:: What you need to do ::
Working from the entries below, tally each line that holds "arched". Give the tally and nothing else.

:: Study material ::
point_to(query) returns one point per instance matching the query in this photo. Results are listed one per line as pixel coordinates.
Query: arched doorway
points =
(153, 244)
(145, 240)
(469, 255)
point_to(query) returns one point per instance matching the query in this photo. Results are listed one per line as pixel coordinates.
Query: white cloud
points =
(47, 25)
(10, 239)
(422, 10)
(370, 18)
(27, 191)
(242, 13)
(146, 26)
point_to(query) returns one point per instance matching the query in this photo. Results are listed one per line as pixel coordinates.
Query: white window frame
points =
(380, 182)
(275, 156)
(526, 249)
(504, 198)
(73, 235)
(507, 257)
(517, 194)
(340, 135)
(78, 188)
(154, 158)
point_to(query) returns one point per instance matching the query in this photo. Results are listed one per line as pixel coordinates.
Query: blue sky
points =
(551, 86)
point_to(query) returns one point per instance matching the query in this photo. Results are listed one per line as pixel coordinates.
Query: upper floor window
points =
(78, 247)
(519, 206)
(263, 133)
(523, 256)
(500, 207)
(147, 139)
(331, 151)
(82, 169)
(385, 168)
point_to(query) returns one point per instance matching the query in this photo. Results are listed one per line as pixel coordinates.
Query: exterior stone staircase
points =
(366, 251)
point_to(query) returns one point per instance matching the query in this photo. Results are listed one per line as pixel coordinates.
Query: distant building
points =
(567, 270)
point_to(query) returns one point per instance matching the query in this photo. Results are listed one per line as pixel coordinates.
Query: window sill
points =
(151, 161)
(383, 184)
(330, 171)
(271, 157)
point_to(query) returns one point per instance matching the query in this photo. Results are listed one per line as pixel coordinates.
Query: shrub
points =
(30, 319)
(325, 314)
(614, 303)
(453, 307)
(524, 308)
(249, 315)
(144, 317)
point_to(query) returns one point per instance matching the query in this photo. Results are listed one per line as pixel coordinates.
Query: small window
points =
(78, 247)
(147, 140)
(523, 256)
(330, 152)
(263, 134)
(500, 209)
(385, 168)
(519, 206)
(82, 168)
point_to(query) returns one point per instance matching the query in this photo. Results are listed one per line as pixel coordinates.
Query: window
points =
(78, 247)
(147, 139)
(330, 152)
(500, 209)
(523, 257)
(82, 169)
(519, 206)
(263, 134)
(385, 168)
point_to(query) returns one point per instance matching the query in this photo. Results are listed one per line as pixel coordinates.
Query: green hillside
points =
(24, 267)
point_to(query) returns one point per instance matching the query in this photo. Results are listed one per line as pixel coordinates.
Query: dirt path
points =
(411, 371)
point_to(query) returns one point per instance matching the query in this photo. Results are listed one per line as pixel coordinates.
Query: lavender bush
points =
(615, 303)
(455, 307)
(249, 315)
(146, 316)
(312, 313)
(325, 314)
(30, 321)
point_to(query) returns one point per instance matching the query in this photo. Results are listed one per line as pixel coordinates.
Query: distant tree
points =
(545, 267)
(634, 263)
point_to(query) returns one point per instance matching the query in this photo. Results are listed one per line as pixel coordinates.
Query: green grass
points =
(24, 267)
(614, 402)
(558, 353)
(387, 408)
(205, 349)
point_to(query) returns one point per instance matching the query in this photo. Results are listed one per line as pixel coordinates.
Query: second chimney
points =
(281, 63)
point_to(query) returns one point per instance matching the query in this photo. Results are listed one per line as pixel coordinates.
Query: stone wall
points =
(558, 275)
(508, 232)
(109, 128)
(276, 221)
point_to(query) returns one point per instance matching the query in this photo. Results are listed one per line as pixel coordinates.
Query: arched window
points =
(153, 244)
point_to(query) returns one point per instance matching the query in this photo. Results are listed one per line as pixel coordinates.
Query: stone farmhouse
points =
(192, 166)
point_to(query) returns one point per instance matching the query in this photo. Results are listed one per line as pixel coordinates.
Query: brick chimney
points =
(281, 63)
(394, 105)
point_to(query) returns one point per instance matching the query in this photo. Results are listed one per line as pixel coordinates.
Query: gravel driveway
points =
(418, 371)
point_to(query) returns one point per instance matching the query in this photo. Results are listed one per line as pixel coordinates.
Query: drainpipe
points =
...
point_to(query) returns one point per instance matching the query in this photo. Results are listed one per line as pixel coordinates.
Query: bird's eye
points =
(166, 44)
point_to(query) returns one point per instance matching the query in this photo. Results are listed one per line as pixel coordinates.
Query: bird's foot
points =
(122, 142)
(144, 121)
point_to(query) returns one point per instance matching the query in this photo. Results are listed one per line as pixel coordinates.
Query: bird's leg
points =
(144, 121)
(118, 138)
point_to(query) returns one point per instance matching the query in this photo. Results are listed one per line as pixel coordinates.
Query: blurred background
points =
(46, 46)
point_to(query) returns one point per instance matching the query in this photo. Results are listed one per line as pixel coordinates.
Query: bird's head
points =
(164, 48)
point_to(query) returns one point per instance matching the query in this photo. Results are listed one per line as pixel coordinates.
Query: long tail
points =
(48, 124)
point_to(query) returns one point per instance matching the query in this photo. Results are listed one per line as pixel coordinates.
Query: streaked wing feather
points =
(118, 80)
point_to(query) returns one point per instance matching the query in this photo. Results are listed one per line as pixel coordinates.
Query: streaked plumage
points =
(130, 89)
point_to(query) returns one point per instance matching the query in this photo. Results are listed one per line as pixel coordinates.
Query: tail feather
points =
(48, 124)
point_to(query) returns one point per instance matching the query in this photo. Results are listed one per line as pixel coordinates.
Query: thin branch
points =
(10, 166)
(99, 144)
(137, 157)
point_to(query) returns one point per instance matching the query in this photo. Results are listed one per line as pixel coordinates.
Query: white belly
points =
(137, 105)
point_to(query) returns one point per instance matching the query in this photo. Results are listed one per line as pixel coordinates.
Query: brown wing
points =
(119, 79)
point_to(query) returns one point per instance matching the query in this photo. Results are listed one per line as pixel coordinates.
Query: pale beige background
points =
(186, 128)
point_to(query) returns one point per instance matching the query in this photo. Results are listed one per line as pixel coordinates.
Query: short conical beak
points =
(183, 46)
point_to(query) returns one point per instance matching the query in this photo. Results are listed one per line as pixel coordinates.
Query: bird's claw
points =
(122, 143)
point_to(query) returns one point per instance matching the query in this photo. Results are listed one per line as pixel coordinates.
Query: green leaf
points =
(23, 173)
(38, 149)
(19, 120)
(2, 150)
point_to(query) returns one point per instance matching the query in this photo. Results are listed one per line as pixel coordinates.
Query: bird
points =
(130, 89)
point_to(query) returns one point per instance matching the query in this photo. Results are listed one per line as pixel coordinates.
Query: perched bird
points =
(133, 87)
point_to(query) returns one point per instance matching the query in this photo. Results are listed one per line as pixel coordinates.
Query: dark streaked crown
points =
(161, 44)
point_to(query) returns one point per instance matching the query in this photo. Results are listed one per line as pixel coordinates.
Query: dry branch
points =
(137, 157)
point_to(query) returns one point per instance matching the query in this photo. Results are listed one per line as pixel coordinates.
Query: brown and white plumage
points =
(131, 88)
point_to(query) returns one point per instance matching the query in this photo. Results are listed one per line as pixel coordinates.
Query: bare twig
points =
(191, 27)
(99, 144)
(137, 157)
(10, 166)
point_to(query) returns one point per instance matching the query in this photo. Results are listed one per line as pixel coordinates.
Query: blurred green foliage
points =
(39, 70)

:: Output for this task ::
2